Referring expression pointing data
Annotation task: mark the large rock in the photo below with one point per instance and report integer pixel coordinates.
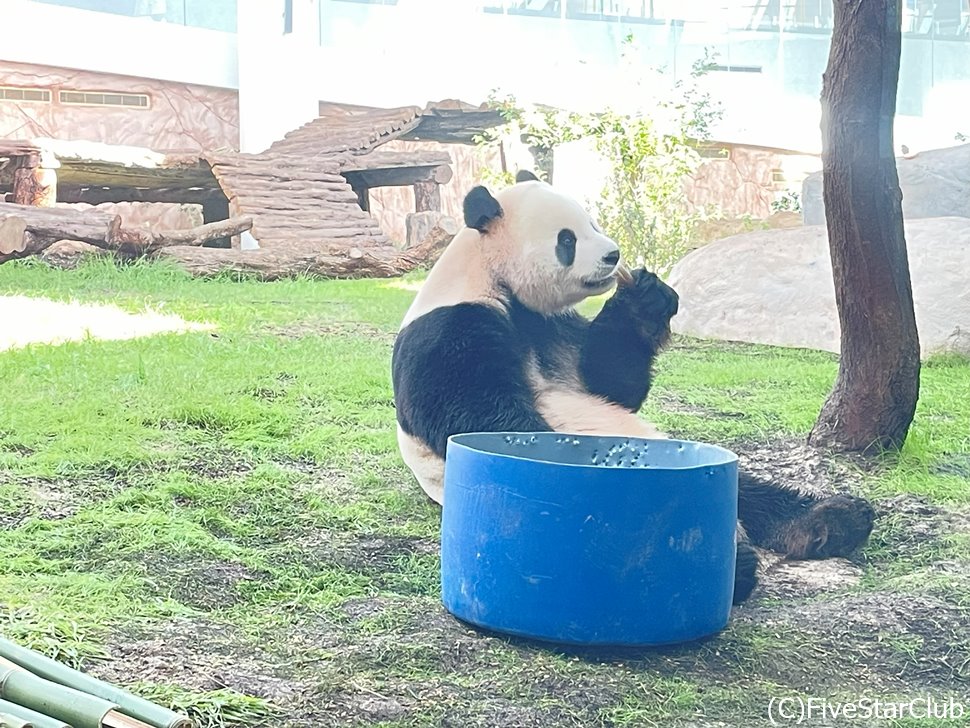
(775, 287)
(935, 183)
(68, 254)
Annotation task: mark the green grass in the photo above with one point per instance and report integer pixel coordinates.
(235, 496)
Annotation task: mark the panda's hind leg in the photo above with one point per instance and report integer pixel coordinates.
(745, 570)
(800, 525)
(833, 526)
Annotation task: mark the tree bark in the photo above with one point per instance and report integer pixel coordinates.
(59, 223)
(874, 398)
(339, 261)
(141, 242)
(33, 184)
(427, 197)
(38, 228)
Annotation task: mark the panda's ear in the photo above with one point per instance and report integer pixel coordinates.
(481, 209)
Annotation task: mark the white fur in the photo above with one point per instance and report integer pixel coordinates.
(518, 252)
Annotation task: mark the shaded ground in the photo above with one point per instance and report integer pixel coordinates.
(222, 522)
(36, 320)
(812, 628)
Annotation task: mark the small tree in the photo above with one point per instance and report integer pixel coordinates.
(650, 152)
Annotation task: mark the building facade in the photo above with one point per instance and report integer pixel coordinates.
(145, 63)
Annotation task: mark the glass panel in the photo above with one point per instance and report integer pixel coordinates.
(212, 14)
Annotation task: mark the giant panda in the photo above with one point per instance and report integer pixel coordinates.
(492, 342)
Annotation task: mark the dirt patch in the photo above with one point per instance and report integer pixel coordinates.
(310, 327)
(670, 402)
(201, 656)
(202, 583)
(42, 321)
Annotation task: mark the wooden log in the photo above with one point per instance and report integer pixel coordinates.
(873, 401)
(429, 248)
(427, 197)
(60, 223)
(33, 183)
(136, 242)
(402, 176)
(272, 264)
(96, 195)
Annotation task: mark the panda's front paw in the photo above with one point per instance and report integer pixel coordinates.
(652, 303)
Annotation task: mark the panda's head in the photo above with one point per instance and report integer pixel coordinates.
(541, 245)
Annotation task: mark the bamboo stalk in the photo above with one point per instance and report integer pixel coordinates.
(131, 705)
(67, 704)
(12, 721)
(114, 719)
(38, 720)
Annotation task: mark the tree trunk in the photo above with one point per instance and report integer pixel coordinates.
(33, 184)
(427, 197)
(874, 398)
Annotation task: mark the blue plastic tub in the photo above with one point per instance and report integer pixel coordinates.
(589, 540)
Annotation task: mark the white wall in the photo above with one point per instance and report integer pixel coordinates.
(277, 72)
(81, 39)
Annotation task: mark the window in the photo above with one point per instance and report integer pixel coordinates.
(11, 93)
(101, 98)
(737, 69)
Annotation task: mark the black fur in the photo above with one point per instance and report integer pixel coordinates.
(461, 369)
(624, 339)
(745, 571)
(566, 247)
(480, 209)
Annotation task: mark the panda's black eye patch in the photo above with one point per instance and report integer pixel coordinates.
(566, 247)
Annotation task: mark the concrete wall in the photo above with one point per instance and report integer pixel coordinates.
(179, 116)
(106, 43)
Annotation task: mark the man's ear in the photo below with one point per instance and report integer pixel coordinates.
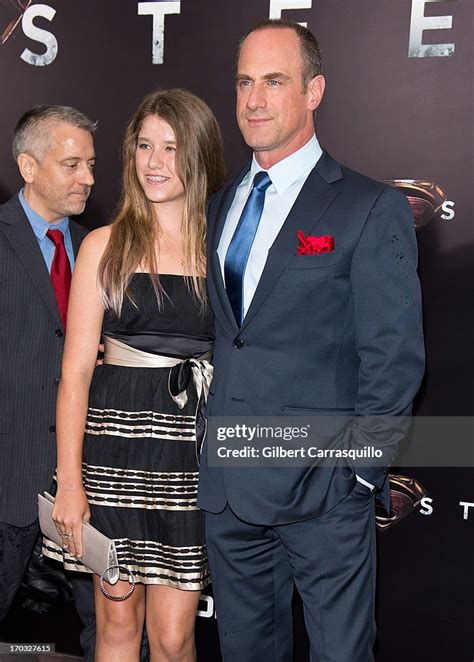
(27, 166)
(315, 90)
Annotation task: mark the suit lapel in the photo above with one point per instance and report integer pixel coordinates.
(223, 309)
(315, 197)
(76, 236)
(19, 232)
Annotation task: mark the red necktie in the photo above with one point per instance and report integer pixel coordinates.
(60, 273)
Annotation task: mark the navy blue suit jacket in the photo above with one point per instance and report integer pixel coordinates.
(338, 333)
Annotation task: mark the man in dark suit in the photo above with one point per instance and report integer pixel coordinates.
(312, 279)
(53, 147)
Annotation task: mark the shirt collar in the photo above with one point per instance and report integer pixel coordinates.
(37, 222)
(286, 172)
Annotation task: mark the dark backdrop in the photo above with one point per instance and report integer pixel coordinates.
(386, 114)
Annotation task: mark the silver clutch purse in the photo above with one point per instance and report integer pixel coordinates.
(98, 552)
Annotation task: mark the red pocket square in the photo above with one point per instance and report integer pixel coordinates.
(309, 245)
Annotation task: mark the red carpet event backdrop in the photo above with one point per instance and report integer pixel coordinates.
(398, 107)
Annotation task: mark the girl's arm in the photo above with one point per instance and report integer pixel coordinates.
(84, 326)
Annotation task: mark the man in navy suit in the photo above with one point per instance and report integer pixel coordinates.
(54, 149)
(312, 279)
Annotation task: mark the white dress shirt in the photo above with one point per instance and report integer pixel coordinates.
(288, 177)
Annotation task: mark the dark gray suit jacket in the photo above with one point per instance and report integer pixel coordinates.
(31, 347)
(333, 334)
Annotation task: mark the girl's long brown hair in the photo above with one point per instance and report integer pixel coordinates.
(135, 229)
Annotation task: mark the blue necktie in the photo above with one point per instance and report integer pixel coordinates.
(239, 249)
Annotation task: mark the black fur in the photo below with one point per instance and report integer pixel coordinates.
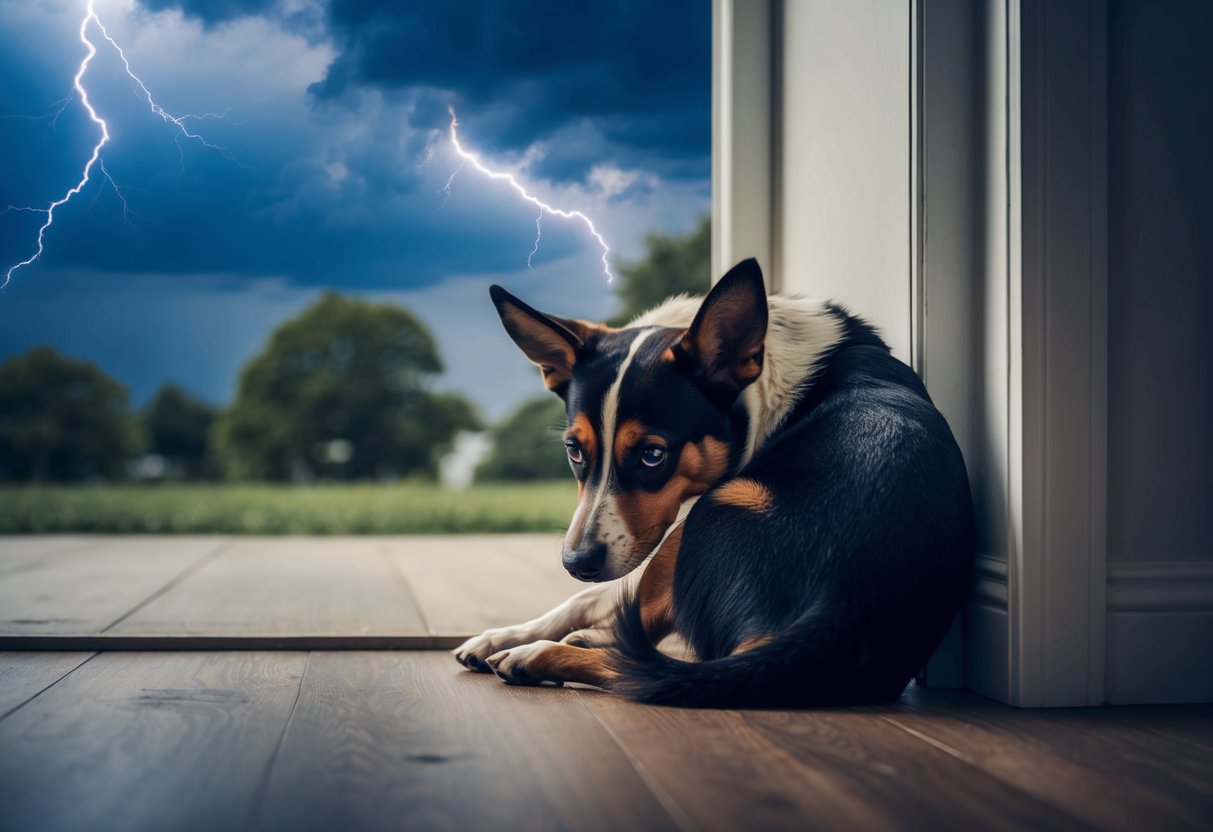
(855, 573)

Task item
Repeat all of the records verbatim, leaving out the pictures.

Solution
Annotation task: mark the large rock in the photo below with one point per instance and report integer pixel coordinates.
(775, 287)
(935, 183)
(68, 254)
Annotation task: mark the green grass in the photo above with one point per instance and report integer pixel coordinates.
(235, 496)
Annotation task: mark the panda's hind leg in the photo above with one point per instance and report integer pixel coordinates.
(745, 570)
(800, 525)
(833, 526)
Annotation task: mark the tree bark in the photo above with one point per instance and report integer pixel coordinates.
(59, 223)
(874, 398)
(339, 261)
(141, 242)
(33, 184)
(427, 197)
(38, 228)
Annotation task: mark the panda's ear in the photo above with one point per instance and report integer pixel coordinates.
(481, 209)
Annotation task: mark the white fur in the photo above with one point per instance and report integer pixel coordinates.
(518, 252)
Annotation task: mark the shaded ground in the photo above with one point per instance and report integer pixel coordinates.
(222, 522)
(36, 320)
(812, 628)
Annotation task: mark the small tree in the photo above with one point per instance and report integer pixel coordinates.
(650, 152)
Annotation task: mark the building facade in the photo above with one point per instance and report integer pixel coordinates.
(145, 63)
Annotation task: mark the glass panel in the photo above with one point per instance and report integer pixel coordinates.
(212, 14)
Annotation task: mark the giant panda in the photo above with one point per instance and report integer pixel coordinates.
(492, 342)
Annotation task: mark the dirt patch in the photo above with one point per instance and report integer pixel coordinates.
(310, 327)
(670, 402)
(201, 656)
(202, 583)
(42, 321)
Annotation task: mark the wooden log in the photo above with one point per instance and report integer pixel coordinates.
(873, 401)
(429, 248)
(427, 197)
(60, 223)
(33, 183)
(136, 242)
(402, 176)
(272, 264)
(96, 195)
Annotation task: mark the panda's front paw in the photo above with one point per instance and report integer pixel coordinates.
(652, 303)
Annotation task: mark the panda's head in the photo above with one point per instance and report integer pixel coordinates.
(541, 245)
Annotation task: mark the bamboo stalk in the photo above with one point per instance and report integer pixel coordinates.
(131, 705)
(67, 704)
(12, 721)
(114, 719)
(38, 720)
Annotation task: mark the tree trunk in the photo above with one point per instance and report integer pixel coordinates.
(33, 184)
(427, 197)
(874, 398)
Annotation task: mark the blue plastic tub in the photo above with one point per instance and report integer pixel coordinates.
(589, 540)
Annotation task: mark the white wall in the photo above with one point per instance and report integer pixel coordinates.
(277, 72)
(81, 39)
Annotation task: mark the window in the photo above with one point per instance and report integer pixel coordinates.
(11, 93)
(101, 98)
(737, 69)
Annotation task: mark the black fur in the photo above with one point per instance and report integer pixel coordinates.
(461, 369)
(624, 339)
(745, 571)
(566, 247)
(480, 209)
Annotation task: mark the panda's black eye patch in the photo above with one point per instance and report integer pixel coordinates.
(566, 247)
Annotation task: mark the concrete wall in the photo above with one point per instance and report integer pixel coordinates.
(179, 116)
(106, 43)
Annotation task: mark the man's ear in the photo below with one point per instance and report integer pixel coordinates.
(27, 166)
(315, 90)
Annotation task: mark the suit lapel in the photo above with one point per instance and report integer pixel coordinates.
(223, 309)
(315, 197)
(76, 236)
(19, 232)
Annotation task: mark the red necktie in the photo above with one point per instance and report integer pixel coordinates.
(60, 273)
Annotation task: mark the navy blue suit jacket in the photo above with one point per instance and report integer pixel coordinates.
(338, 333)
Annotation task: mark the man in dark suit in the photo above with one point per instance and report integer pixel coordinates.
(312, 279)
(53, 147)
Annotation task: mark the shirt collar in the photo above with one point per instance and report integer pixel coordinates.
(37, 222)
(286, 172)
Annotation task: mark the dark backdrop in the photo above with one point per instance and report integer pixel coordinates.
(386, 114)
Annotation task: mark the silver clutch purse in the photo above with one point per instance and report integer pixel coordinates.
(98, 552)
Annotation task: mark the red pocket square in the photo above with one point per instance and report integer pixel coordinates.
(309, 245)
Annotation task: mark the red carpet event backdrop in the photo above with one point per instance and report integer pixel coordinates.
(398, 107)
Annotation task: mark the girl's arm in the photo above with one point per instance and report integer pixel coordinates.
(84, 326)
Annotation task: mark the man in navy suit in the photo above with one point per instance and report integer pixel coordinates.
(54, 149)
(312, 279)
Annotation task: mark the white dress shirt in the photo above with one point per instance and report integer pixel coordinates.
(288, 177)
Annotation task: mark the dark gray suit jacket in the photo above with one point per instance and report integer pixel coordinates.
(31, 347)
(333, 334)
Annotation task: mark the girl's long brown hair in the photo above with one point per instance and report integer pixel coordinates.
(135, 229)
Annotation task: mark the blue necktie in the photo above with one point per instance and report integer pixel coordinates.
(239, 249)
Annotation task: mark the black fur in the photo below with one point per instance and report integer pixel coordinates.
(855, 573)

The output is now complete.